THE TASK: Rewrite the stretch from the start of the rows through the line containing "x=710 y=929", both ends included, and return only those lines. Scale every x and y coordinate in the answer points by 1.75 and round it to a whole number, with halves rounding up. Keep the request lines and their sample points unchanged.

DATA TO PROCESS:
^^^^^^^^

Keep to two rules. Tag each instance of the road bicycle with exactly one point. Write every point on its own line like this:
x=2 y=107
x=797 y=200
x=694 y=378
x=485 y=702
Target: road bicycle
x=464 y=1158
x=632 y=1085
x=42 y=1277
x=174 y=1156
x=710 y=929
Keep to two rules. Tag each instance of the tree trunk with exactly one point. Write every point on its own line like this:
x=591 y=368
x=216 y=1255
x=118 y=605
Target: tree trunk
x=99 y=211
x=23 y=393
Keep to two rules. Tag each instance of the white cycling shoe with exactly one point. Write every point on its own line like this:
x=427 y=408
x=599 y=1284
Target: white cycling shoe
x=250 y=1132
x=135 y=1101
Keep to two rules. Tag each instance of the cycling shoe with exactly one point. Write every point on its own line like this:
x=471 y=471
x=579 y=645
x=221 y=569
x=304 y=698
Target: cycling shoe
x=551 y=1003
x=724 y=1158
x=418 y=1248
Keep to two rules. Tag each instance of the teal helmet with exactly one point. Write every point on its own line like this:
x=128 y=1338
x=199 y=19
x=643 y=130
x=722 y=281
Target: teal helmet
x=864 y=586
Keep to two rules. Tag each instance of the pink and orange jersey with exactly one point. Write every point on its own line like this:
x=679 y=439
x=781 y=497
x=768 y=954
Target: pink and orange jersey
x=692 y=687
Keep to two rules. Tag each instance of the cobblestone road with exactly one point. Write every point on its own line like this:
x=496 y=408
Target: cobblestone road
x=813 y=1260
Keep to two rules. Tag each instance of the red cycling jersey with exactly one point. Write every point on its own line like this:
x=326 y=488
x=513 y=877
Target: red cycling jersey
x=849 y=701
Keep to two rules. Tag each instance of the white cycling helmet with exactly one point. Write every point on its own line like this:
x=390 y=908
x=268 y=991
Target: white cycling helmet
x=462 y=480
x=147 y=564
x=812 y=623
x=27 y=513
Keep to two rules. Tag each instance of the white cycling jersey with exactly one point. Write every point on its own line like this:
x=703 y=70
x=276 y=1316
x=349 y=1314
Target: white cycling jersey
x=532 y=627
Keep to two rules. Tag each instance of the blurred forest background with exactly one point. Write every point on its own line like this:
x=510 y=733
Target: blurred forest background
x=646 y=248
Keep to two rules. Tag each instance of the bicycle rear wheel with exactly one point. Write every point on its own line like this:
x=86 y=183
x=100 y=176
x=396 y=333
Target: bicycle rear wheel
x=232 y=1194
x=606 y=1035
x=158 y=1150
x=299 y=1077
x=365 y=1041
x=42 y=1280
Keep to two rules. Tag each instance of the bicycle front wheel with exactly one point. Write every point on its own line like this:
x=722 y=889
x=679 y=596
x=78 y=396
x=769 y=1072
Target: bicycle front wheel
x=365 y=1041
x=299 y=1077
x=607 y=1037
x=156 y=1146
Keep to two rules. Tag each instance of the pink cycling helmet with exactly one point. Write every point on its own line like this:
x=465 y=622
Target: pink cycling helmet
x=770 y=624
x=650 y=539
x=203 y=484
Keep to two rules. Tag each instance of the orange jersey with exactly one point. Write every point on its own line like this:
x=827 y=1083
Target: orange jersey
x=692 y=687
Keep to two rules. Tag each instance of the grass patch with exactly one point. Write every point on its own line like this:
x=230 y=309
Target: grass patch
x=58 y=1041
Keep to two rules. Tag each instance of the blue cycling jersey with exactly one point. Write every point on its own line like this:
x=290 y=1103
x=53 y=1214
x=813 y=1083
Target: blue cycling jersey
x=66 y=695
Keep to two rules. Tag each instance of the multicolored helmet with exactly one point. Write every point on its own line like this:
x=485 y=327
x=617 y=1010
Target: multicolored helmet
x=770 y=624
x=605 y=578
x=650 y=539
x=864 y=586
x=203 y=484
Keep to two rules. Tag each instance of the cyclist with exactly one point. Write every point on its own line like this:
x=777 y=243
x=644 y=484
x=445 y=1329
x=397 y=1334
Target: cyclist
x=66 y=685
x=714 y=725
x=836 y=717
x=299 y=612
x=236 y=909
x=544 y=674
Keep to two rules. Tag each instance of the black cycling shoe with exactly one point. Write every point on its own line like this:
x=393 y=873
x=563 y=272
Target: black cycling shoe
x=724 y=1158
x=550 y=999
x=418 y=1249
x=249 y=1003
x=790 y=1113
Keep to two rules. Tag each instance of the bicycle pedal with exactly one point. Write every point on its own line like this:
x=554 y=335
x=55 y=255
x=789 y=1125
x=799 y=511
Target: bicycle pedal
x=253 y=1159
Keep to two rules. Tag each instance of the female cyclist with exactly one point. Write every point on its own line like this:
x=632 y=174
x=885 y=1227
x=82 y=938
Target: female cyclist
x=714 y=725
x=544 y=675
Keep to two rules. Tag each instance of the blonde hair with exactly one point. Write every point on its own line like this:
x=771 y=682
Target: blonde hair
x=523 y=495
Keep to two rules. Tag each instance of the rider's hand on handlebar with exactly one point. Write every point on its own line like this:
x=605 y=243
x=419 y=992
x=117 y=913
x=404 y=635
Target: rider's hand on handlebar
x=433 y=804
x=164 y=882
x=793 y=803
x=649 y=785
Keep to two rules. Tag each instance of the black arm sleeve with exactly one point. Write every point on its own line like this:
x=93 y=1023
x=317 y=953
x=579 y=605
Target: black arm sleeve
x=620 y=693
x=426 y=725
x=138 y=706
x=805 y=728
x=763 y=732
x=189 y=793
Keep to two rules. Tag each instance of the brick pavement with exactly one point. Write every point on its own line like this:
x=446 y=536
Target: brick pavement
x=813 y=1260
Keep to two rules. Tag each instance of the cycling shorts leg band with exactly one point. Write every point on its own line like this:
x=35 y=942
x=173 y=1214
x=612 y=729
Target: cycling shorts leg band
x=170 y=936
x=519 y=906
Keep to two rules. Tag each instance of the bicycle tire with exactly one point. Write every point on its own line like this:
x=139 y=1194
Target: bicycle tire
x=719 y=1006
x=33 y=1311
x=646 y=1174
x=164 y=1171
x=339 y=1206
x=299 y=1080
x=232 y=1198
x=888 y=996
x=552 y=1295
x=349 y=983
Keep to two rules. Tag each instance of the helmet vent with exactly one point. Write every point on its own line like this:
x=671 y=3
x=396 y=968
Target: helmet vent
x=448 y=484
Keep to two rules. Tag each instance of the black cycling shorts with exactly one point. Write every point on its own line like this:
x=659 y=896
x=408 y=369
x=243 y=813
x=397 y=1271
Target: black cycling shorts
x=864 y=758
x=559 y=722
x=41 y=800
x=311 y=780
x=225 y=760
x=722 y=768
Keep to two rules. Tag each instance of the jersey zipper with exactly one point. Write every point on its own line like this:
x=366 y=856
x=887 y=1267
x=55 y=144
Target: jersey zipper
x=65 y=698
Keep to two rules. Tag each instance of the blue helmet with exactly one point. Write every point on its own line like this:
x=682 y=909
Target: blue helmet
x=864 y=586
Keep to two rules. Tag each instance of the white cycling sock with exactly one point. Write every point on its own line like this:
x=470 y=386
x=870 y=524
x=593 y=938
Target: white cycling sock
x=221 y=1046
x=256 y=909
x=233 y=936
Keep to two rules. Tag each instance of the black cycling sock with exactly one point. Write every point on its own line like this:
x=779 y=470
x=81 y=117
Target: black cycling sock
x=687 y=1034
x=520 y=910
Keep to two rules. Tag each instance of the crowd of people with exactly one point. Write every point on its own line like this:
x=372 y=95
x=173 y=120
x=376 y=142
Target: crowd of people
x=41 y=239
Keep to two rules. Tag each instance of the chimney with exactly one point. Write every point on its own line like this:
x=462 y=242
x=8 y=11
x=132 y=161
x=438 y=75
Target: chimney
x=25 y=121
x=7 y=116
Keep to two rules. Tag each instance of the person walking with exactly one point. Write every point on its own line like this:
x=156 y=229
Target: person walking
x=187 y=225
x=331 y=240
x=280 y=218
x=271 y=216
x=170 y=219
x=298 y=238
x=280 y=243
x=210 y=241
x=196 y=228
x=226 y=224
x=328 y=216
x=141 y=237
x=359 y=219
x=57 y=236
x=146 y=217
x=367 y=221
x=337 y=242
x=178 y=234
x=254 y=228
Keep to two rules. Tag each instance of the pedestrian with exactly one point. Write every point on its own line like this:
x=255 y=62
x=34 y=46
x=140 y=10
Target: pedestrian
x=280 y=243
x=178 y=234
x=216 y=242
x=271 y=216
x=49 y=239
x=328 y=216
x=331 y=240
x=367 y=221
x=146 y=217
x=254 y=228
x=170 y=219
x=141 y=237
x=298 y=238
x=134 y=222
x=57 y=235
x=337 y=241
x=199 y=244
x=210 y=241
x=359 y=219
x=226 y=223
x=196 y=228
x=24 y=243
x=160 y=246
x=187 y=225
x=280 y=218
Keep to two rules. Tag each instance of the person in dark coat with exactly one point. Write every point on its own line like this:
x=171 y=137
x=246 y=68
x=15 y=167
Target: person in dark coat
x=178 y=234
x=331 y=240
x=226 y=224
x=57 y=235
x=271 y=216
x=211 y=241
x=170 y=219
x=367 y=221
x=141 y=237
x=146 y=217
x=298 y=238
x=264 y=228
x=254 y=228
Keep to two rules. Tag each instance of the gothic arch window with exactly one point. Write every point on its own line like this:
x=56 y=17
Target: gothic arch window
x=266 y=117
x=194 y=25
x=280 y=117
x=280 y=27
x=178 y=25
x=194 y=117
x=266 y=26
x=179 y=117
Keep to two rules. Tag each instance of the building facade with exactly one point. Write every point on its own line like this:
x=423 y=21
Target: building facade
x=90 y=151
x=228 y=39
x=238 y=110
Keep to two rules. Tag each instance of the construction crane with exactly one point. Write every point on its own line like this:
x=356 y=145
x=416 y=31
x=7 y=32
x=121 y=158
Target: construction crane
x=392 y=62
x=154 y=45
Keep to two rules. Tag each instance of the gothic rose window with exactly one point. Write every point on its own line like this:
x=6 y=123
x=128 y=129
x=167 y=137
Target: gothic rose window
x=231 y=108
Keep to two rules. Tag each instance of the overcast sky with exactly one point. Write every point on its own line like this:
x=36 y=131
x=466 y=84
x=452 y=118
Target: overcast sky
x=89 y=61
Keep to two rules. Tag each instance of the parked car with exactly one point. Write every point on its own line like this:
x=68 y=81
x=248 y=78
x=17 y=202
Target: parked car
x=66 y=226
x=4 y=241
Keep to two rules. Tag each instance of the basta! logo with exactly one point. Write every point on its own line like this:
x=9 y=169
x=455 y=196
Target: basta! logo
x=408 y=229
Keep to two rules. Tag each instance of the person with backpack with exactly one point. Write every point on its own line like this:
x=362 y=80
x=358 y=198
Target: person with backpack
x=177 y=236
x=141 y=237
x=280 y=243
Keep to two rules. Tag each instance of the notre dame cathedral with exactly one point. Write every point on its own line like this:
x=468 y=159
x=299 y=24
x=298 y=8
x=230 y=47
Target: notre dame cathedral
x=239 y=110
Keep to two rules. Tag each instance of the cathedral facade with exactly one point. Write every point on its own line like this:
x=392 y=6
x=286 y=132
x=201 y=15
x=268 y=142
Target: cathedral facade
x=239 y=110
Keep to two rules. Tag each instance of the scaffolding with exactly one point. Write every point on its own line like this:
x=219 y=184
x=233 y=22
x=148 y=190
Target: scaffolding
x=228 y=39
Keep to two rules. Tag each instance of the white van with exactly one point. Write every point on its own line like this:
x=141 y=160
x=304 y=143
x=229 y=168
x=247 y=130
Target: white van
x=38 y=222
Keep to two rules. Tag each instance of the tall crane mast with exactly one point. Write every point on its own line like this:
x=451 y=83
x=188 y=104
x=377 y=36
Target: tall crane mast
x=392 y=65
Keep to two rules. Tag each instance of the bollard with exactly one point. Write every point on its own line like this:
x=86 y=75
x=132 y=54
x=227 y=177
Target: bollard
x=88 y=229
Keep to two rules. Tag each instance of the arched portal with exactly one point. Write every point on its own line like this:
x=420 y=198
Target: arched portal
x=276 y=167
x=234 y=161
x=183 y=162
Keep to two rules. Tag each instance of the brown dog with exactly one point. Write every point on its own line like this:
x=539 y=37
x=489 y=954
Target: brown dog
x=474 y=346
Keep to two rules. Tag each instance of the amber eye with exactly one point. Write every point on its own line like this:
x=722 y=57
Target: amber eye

^^^^^^^^

ANSWER FOR THE TASK:
Keep to two rules. Tag each instance of the road bicycle with exactly one point. Write every point on its own line like this:
x=2 y=107
x=797 y=200
x=694 y=378
x=485 y=702
Target: road bicycle
x=812 y=2027
x=1106 y=1899
x=74 y=2235
x=305 y=2023
x=1243 y=1626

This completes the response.